What you should do -
Find the string "fixture" in the listing and report every line that has it.

#### Source material

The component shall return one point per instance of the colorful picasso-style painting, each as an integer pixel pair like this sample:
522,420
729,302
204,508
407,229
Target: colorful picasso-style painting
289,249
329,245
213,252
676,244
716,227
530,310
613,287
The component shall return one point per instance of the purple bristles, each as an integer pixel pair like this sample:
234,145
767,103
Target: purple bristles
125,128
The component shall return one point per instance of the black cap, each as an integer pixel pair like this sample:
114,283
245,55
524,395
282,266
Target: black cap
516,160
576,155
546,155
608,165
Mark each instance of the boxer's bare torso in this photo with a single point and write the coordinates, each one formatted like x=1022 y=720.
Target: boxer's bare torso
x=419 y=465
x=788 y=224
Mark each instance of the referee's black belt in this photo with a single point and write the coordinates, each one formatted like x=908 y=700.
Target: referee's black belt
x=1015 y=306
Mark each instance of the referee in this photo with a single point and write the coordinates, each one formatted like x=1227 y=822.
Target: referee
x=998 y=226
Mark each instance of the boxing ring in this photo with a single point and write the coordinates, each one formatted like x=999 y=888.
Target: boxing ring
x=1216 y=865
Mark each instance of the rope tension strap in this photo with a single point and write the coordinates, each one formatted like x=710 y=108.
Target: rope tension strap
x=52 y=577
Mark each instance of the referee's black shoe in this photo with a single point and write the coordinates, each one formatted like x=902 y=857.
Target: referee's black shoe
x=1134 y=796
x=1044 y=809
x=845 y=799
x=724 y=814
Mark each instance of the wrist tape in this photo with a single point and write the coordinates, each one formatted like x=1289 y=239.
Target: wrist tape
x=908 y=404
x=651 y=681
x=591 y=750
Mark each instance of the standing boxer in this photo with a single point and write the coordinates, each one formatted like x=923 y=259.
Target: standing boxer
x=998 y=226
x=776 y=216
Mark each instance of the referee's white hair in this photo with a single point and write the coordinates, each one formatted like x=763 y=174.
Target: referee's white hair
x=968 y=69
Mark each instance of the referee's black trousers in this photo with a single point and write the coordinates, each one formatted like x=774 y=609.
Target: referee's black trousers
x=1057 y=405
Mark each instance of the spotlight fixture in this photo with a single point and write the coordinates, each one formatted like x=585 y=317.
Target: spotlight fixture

########

Exercise solution -
Mark each instance of the spotlight fixture in this photo with a single point and write the coordinates, each one formatted like x=585 y=317.
Target: spotlight fixture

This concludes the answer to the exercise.